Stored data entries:

■ ■ ■ ■ ■

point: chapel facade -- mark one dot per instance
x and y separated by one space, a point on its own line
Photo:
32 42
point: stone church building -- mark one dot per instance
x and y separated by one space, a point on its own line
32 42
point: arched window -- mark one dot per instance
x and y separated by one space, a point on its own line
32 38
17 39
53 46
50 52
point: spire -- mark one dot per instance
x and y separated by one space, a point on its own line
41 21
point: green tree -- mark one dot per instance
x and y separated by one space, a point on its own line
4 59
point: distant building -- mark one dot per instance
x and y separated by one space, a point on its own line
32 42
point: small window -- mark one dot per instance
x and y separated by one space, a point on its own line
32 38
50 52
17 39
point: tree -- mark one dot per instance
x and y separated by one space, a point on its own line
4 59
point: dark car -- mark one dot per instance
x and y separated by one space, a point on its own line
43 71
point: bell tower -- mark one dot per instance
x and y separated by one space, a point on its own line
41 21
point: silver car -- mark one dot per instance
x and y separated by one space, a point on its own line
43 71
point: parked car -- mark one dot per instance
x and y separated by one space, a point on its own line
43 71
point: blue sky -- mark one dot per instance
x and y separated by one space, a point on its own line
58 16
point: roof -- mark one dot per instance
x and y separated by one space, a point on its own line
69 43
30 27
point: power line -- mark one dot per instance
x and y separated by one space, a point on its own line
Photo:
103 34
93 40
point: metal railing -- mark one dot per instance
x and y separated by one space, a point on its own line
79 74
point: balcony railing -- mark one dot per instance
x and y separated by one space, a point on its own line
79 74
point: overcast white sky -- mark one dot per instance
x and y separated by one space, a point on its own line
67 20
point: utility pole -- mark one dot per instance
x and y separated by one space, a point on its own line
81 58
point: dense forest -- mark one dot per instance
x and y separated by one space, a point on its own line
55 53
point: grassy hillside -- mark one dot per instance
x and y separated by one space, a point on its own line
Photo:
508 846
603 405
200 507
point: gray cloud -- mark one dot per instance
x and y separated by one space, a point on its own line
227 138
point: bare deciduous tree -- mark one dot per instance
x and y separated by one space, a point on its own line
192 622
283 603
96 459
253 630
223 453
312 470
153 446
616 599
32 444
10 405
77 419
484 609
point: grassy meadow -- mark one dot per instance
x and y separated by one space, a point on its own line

■ ■ ■ ■ ■

> _WHAT TO DO_
In your answer, reproduce every entry exactly as it was written.

> _RESPONSE FOR THIS EXERCISE_
point: chapel facade -- mark one dot per instance
x and y separated by one space, a point on its own line
Photo:
32 42
point: stone church building -- mark one dot per instance
x and y separated by one space, a point on its own line
32 42
point: arched window -- mark one dot per instance
x and y separated by one space, a point on its own line
32 38
17 39
53 46
50 52
point: spire -- mark one dot per instance
x and y separated by one space, a point on its own line
41 21
point: green tree -- mark one dot per instance
x and y separated by one space, a point on its own line
4 59
point: distant building -- mark one dot per instance
x and y separated by one space, a point on its own line
32 42
point: small window -- mark one dot per instance
x and y separated by one space, a point on its own line
32 38
50 52
17 39
point: tree -- mark one dot per instance
x and y separated by one space, a point on its own line
4 59
point: dark car -- mark one dot per instance
x and y separated by one space, a point on its own line
43 71
point: bell tower -- mark one dot per instance
x and y separated by one space, a point on its own line
41 21
point: silver car -- mark one dot per instance
x and y separated by one space, a point on its own line
43 71
point: parked car -- mark one dot per instance
x and y separated by one space, a point on its own line
43 71
point: blue sky -- mark one dot per instance
x and y separated by one space, a point on its own line
58 16
point: roof -- mark one dot per instance
x and y separated by one space, a point on its own line
69 43
30 27
point: power line -- mark one dot per instance
x and y separated by one space, a point on its own line
Photo:
103 34
93 40
point: metal railing -- mark one dot per instance
x and y separated by one space, a point on its own line
79 74
point: balcony railing -- mark one dot per instance
x and y separated by one space, a point on its own line
79 74
point: overcast white sky -- mark one dot per instance
x and y separated by one space, a point on its own line
67 20
point: utility pole -- mark one dot per instance
x and y separated by one space, a point on its own line
81 58
point: dense forest -- mark one dot per instance
x and y separated by one space, a point on its own line
55 53
point: grassy hillside -- mark one dot per instance
x and y separated by one space, a point on its own line
Photo:
508 846
603 405
200 507
point: gray cloud -- mark one dot per instance
x and y separated by one space, a point on its own line
227 138
point: bare deciduous tree -- mark one dot per instance
x and y separated by one space, a point on its own line
192 622
283 603
96 459
253 630
223 453
312 470
153 446
616 599
32 444
10 405
77 419
484 609
point: grassy meadow -- mark one dot per instance
x and y separated by one space, a point on its own line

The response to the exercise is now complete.